= LISTED RECORDS =
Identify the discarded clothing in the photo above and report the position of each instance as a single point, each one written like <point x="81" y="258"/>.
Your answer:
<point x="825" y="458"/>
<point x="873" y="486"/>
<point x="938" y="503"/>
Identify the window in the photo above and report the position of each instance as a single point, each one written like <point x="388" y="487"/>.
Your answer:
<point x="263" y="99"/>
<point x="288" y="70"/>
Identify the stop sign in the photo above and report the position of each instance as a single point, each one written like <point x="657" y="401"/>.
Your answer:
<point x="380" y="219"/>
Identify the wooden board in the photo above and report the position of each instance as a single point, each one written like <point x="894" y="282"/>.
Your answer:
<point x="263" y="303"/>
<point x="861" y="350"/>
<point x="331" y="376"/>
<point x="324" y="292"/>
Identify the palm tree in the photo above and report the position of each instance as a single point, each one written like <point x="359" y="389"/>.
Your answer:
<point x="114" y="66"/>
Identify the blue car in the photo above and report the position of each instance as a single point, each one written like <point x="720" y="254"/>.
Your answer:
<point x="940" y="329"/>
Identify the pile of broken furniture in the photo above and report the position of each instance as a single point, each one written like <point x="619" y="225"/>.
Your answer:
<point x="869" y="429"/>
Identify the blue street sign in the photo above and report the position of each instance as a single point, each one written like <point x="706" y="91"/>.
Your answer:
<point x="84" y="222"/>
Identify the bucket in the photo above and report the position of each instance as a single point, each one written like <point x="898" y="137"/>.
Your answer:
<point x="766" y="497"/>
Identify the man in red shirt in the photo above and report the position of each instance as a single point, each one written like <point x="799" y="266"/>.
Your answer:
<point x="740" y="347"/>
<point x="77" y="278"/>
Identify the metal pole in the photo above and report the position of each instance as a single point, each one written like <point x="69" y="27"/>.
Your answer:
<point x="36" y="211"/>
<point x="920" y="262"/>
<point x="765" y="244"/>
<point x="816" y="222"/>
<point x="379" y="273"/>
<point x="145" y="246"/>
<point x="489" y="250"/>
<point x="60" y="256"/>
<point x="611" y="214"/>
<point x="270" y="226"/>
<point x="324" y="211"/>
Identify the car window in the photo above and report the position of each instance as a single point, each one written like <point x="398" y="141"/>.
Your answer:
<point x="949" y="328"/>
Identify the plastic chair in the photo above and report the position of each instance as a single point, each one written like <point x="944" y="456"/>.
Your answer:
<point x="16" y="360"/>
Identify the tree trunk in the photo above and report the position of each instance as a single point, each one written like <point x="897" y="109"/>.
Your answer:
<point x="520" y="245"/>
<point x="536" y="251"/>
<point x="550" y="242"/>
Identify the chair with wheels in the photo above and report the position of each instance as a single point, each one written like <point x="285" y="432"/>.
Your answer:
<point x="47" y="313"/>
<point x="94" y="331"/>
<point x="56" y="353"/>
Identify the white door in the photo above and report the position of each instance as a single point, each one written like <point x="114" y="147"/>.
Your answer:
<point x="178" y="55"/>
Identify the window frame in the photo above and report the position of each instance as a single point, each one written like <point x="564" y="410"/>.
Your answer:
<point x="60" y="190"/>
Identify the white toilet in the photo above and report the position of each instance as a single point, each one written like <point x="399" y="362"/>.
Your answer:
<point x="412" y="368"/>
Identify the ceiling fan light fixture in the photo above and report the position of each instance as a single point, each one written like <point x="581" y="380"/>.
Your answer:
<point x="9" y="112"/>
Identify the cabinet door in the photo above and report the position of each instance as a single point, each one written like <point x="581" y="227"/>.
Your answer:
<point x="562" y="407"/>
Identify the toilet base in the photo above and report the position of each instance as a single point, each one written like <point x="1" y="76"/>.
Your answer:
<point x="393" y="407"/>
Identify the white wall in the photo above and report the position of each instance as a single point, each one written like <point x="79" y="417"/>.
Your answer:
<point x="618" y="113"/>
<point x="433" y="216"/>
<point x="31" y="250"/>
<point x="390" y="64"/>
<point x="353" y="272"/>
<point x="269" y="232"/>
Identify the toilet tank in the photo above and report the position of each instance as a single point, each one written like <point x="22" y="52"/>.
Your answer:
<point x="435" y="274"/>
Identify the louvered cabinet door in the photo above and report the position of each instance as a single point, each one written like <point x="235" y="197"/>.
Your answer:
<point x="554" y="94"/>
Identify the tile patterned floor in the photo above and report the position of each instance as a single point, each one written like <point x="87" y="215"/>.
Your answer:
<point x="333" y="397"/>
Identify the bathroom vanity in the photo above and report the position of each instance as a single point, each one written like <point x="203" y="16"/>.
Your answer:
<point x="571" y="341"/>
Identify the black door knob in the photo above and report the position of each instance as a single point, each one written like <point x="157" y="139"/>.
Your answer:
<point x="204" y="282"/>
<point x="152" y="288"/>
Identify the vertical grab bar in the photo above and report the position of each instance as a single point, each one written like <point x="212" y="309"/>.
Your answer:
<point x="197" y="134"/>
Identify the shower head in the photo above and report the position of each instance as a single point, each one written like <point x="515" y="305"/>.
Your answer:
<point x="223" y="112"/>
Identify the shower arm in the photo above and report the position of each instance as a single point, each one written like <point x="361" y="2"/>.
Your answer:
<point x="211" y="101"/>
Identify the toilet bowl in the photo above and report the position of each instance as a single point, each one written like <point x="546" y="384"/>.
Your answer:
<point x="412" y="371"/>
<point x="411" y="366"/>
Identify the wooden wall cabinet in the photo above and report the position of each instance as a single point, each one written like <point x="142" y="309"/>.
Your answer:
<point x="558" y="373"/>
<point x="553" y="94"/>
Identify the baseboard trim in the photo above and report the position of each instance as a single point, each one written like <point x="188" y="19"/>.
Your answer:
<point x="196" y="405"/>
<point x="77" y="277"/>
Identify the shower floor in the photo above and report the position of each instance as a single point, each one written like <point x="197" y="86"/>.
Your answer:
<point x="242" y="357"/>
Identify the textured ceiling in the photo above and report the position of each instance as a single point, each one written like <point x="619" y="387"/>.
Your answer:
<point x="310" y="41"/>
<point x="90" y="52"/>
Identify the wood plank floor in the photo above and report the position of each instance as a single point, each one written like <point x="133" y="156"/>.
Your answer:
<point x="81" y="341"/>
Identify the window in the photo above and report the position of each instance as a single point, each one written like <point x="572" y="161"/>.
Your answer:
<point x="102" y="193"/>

= EXERCISE OBJECTIVE =
Quote the whole listing above, leaving nothing out.

= THE SOLUTION =
Identify the discarded clothing in the photo above and report the position of each instance as a single point, each one written like <point x="81" y="258"/>.
Your answer:
<point x="825" y="458"/>
<point x="873" y="486"/>
<point x="938" y="503"/>
Identify the window in the photo above and report the position of each instance as a single point, each one written like <point x="388" y="487"/>.
Your answer:
<point x="263" y="99"/>
<point x="288" y="70"/>
Identify the stop sign in the photo above and report the position of each instance as a single point, each one written like <point x="657" y="401"/>.
Your answer:
<point x="380" y="219"/>
Identify the wooden board in the photo above and report the position of each instance as a single point, each one written like <point x="894" y="282"/>.
Your answer:
<point x="263" y="303"/>
<point x="861" y="350"/>
<point x="331" y="376"/>
<point x="324" y="292"/>
Identify the palm tree in the photo above and report the position of each instance as a single point, each one written like <point x="359" y="389"/>.
Your answer:
<point x="114" y="66"/>
Identify the blue car in the photo above and report the position of each instance as a single point, each one written like <point x="720" y="254"/>.
Your answer:
<point x="940" y="329"/>
Identify the pile of broken furniture in the photo above and report the position of each instance as a single point, each one written like <point x="619" y="225"/>.
Your answer:
<point x="869" y="429"/>
Identify the blue street sign in the photo above and report the position of each instance as a single point, each one written like <point x="706" y="91"/>.
Your answer:
<point x="84" y="222"/>
Identify the bucket in the photo above and report the position of each instance as a single point, each one written like <point x="898" y="137"/>.
Your answer:
<point x="766" y="497"/>
Identify the man in red shirt in the photo above and report the position of each instance as a single point, each one written like <point x="799" y="266"/>.
Your answer:
<point x="740" y="347"/>
<point x="77" y="278"/>
Identify the metal pole in the photo above and report the position of each instance as a single point, each one written like <point x="69" y="27"/>.
Your answer:
<point x="36" y="211"/>
<point x="920" y="262"/>
<point x="765" y="244"/>
<point x="816" y="222"/>
<point x="379" y="273"/>
<point x="145" y="246"/>
<point x="489" y="250"/>
<point x="60" y="256"/>
<point x="611" y="214"/>
<point x="270" y="226"/>
<point x="324" y="211"/>
Identify the car window in the photo above and report the position of each instance as a single point, each one written like <point x="398" y="141"/>.
Your answer:
<point x="949" y="328"/>
Identify the plastic chair in the photo above and report the position of each instance as a single point, each one written like <point x="944" y="456"/>.
Your answer:
<point x="16" y="360"/>
Identify the tree trunk in the photo above and report the position of each instance as a single point, each one written like <point x="897" y="109"/>.
Your answer:
<point x="520" y="245"/>
<point x="536" y="251"/>
<point x="550" y="242"/>
Identify the chair with wheels in the photo above and report the position of each instance as a single point, each one written like <point x="285" y="432"/>.
Your answer:
<point x="47" y="313"/>
<point x="94" y="331"/>
<point x="56" y="353"/>
Identify the white door in the photo above and report the position of each instance as a single point, each one written like <point x="114" y="147"/>.
Your answer:
<point x="178" y="55"/>
Identify the window frame in the photo above and report the position of each instance as a single point, each one written like <point x="564" y="410"/>.
Your answer:
<point x="60" y="190"/>
Identify the white toilet in the photo above and report the position of each instance as a single point, each one written like <point x="399" y="362"/>.
Your answer:
<point x="412" y="368"/>
Identify the ceiling fan light fixture in the photo above and report the position of each instance as a single point, each one written like <point x="581" y="380"/>.
Your answer:
<point x="9" y="112"/>
Identify the cabinet door in the photo above and report the position of each instance as a single point, each one written like <point x="581" y="227"/>.
Your answer:
<point x="562" y="407"/>
Identify the toilet base in the photo above and report the position of each instance as a single point, each one written like <point x="1" y="76"/>.
Your answer:
<point x="393" y="407"/>
Identify the white wall in the photo above and report the position of each instance as a single point, each one written like <point x="79" y="417"/>.
Your answer:
<point x="618" y="113"/>
<point x="433" y="216"/>
<point x="31" y="250"/>
<point x="390" y="64"/>
<point x="353" y="272"/>
<point x="269" y="232"/>
Identify the toilet tank in the photo above and report the position of each instance as a single point, each one written like <point x="22" y="52"/>.
Your answer:
<point x="435" y="274"/>
Identify the louvered cabinet door in the photo above and report the position of each instance as a single point, each one written like <point x="235" y="197"/>.
Your answer:
<point x="554" y="94"/>
Identify the tile patterned floor in the photo above and report the position of each instance as a single point, each one written like <point x="87" y="215"/>.
Your answer:
<point x="333" y="397"/>
Identify the bathroom vanity in the photo above and report the position of each instance as a single point, each one written like <point x="203" y="16"/>.
Your answer:
<point x="571" y="341"/>
Identify the black door knob in the photo above and report the position of each instance as a single point, each one written like <point x="157" y="139"/>.
Your answer:
<point x="204" y="282"/>
<point x="152" y="288"/>
Identify the vertical grab bar in the photo above and report the position of each instance as a single point, each one written like <point x="212" y="309"/>.
Your answer:
<point x="197" y="134"/>
Identify the shower head in the photo above and report the position of each instance as a single point, each one written like <point x="515" y="305"/>.
Your answer:
<point x="223" y="112"/>
Identify the shower arm in the photo above and report the position of each instance as a single point, each one written like <point x="361" y="2"/>.
Your answer:
<point x="211" y="101"/>
Identify the toilet bowl in the photo above and report the position of each instance as a single point, each one written like <point x="546" y="384"/>.
Your answer:
<point x="412" y="371"/>
<point x="411" y="366"/>
Identify the wooden wall cabinet in the photo above and report the position of each instance as a single point, each one written like <point x="142" y="309"/>.
Your answer:
<point x="558" y="373"/>
<point x="553" y="94"/>
Identify the baseboard trim in the photo above and report the position of each instance as a single point, each one written like <point x="188" y="19"/>.
Your answer:
<point x="196" y="405"/>
<point x="77" y="277"/>
Identify the shower floor in the photo above and report the position of each instance as a single point, each one written like <point x="197" y="86"/>.
Your answer:
<point x="242" y="357"/>
Identify the textured ceiling in the photo above and report the position of each instance as a single point, each one written like <point x="619" y="387"/>.
Your answer:
<point x="310" y="41"/>
<point x="90" y="52"/>
Identify the wood plank floor in the photo above and report the position of each instance as a single point, each one written like <point x="133" y="156"/>.
Your answer:
<point x="81" y="341"/>
Identify the window in the photo above and report the position of each instance as a single point, each one written like <point x="572" y="161"/>.
Your answer:
<point x="102" y="193"/>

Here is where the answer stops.